Beras Larang, Prihatin! Kaga Mau, Situ Aja Puasa! Diversifikasi – Substitusi Pangan Hanya Slogan
Bila rakyat masih kuat mencukupi kebutuhan pangannya dengan memakan nasi atau sagu lauk tahu dan tempe, disitulah sebuah kebijakan masih berani untuk "dimainkan". Tetapi, bila tahu dan tempe sudah tak terbeli, ditambah gonjang-ganjing soal ketersediaan beras yang harganya melambung tinggi, itu bukan hal yang normal. Itu hal yang mengkhawatirkan stabilitas nasional

Nusantarapedia.net | OPINI, POLHUKAM — Beras Larang, Prihatin! Kaga Mau, Situ Aja Puasa! Diversifikasi – Substitusi Pangan Hanya Slogan
Oleh : B. Ari Koeswanto ASM
“Apa nggak dihitung, bahwa menciptakan diversifikasi pangan (keanekaragaman) dari hulu sampai hilir, itu sama saja memulai sesuatu hal yang super besar. Itu investasi jangka panjang! Besar dananya, lama waktunya. Memangnya kita punya dana, memangnya tidak menyiapkan infrastruktur produksi. Tidak semudah itu diversifikasi pangan!”
Jadi, prihatin tidak makan nasi di negeri “bumi emas tanah air” adalah sama saja bagai “tikus mati di lumbung padi”. Itu adalah bentuk penghinaan budaya (peradaban:tani), itu pengingkaran kodrat atas dijaminnya pangan yang makmur bagi manusia oleh Tuhan
PRASASTI Rukam yang diterbitkan pada tahun 829 Ś atau 5 Nopember 907 M, ditemukan di Temanggung-Jawa Tengah, membuktikan bahwa makanan pokok masyarakat saat itu (Jawa), dalam perspektif bangsa-bangsa di Nusantara, sudah menyebutkan makanan bernama “skul tim” atau nasi tim. (skul paripurnna timan matu:nasi tim yang sempurna)
Artinya, bahan makanan pokok berupa nasi dari olahan beras yang dihasilkan tanaman padi, sudah menjadi kebiasaan bagi bangsa-bangsa di Nusantara. Meski sebelumnya, makanan pokok bangsa Nusantara awalnya jenis biji-bijian (serealia). Biji-bijian yang dimaksud bukanlah tanaman padi (oryza sativa), tetapi merujuk pada biji-bijian berupa jawawut (setaria italica), juga jelai (hordeum vulgare) yang mirip dengan padi, atau juga jenis shorgum (shorghum).
Sebelum jenis serealia tren di Nusantara, makanan pokoknya dari jenis palmae, seperti sagu (metroxylon sp.) menjadi makanan paling populer. Catatan ini dijelaskan dalam relief di Candi Borobudur maupun catatan dari Kerajaan Kalingga (Jepara), era Sriwijaya. Saking trennya sagu sebagai makanan pokok, ketika jaman sudah berganti dengan perubahan makanan pokok dari sagu ke serealia, orang masih menyebutkan makanan nasi atau sekul atau sega dari beras/padi masih diucapkan dengan sega. Padahal sega yang dimaksud adalah sagu (perubahan fonetik-fonologi). Jadi istilah sega pada jaman sebelum abad ke 8-9 merujuk pada sagu. Setelahnya, sega adalah makanan pokok dari beras.
-- -- --
[LATIHAN 1]: Tolong tulis ulang catatan di bawah ini tanpa perubahan, mulai dari awal catatan sampai baris yang memuat "193], [350, 191]]", kedua batasnya ikut disalin.
[LATIHAN 2]: Teruskan tulisan tentang beras dan makanan pokok Nusantara di atas, dimulai setelah kalimat terakhirnya.

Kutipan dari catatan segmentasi
-- -- --
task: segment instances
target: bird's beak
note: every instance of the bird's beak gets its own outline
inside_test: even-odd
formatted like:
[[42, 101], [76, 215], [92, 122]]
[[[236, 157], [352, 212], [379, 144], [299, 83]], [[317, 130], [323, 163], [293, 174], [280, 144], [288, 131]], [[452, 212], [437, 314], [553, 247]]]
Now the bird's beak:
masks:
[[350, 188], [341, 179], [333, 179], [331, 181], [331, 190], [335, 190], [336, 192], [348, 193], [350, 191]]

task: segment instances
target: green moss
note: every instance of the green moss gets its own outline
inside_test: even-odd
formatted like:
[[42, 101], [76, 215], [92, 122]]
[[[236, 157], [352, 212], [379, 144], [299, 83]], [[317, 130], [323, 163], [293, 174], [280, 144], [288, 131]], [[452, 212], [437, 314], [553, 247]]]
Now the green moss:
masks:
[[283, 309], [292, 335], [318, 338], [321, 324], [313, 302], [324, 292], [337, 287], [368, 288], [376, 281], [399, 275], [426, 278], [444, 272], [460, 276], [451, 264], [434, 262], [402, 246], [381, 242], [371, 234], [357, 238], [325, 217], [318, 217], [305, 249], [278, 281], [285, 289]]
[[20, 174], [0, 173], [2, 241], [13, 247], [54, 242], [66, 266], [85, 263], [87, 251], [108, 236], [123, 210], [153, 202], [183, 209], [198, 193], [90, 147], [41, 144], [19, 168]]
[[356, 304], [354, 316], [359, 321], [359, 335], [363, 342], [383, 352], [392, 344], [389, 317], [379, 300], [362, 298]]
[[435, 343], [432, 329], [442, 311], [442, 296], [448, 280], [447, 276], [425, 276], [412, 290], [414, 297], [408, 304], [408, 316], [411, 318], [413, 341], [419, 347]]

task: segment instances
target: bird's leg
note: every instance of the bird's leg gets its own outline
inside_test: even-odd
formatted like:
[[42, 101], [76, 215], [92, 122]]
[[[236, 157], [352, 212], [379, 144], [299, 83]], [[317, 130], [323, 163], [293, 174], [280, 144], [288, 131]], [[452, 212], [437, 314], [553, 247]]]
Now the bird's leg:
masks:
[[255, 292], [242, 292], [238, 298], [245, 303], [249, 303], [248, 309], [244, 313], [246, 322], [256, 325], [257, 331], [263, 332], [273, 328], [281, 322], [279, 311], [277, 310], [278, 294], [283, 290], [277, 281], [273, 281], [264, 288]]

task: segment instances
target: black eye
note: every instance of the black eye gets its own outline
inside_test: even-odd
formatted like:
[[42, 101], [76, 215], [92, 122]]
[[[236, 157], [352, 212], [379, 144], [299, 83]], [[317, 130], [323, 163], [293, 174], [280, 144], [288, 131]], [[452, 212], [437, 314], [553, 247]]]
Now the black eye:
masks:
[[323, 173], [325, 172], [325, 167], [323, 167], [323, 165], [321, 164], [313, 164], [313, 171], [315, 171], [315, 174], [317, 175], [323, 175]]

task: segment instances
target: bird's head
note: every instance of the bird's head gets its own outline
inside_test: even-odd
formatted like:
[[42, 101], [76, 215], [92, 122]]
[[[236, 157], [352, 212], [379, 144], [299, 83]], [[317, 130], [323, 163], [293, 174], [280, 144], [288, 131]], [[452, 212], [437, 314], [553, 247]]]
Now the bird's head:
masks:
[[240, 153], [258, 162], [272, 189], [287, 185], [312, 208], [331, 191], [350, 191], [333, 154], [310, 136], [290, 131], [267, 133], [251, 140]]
-- -- --
[JAWABAN YANG DIHARAPKAN 1]:
task: segment instances
target: bird's beak
note: every instance of the bird's beak gets its own outline
inside_test: even-odd
formatted like:
[[42, 101], [76, 215], [92, 122]]
[[[236, 157], [352, 212], [379, 144], [299, 83]], [[317, 130], [323, 163], [293, 174], [280, 144], [288, 131]], [[452, 212], [437, 314], [553, 247]]]
Now the bird's beak:
masks:
[[350, 188], [341, 179], [333, 179], [331, 181], [331, 190], [335, 190], [336, 192], [348, 193], [350, 191]]

[JAWABAN YANG DIHARAPKAN 2]:
Untuk makanan pokok berupa jagung dan ketela pohon (umbi-umbian), mulai ada di Nusantara sekitar abad ke-16 yang diperkenalkan oleh bangsa Portugis, selanjutnya menjadi komersialisasi saat era Hindia-Belanda.
Untuk jenis umbi-umbian, Nusantara kaya akan jenis makanan dari keluarga umbi-umbian, baik umbi lapis, batang, akar, maupun umbi udara. Seperti; talas, porang, gadung, ganyong, gembili/uwi, ubi jalar, gadung, garut, dsb. Aneka jenis umbi-umbian ini juga menjadi sumber makanan pokok bagi masyarakat di kebudayaan Nusantara, bahkan sejak era pra sejarah, meski dalam perkembangannya kalah tren dengan jenis palmae dan serealia, karena berbagai alasan, seperti efektivitas.
Kesimpulannya jelas, bahwa tidak terlalu penting, malahan menyudutkan “padi” bukan sebagai makanan pokok atau tanaman asli bangsa Nusantara, yang itu sebagai argumen pembenar saja atas gagalnya Indonesia dalam swasembada beras (ngeles). Atau, tanaman padi yang masuk ke Nusantara sekitar tahun 1500 SM, yang dibawa oleh bangsa Indocina maupun India, seolah menegaskan padi bukan tanaman endemik Nusantara.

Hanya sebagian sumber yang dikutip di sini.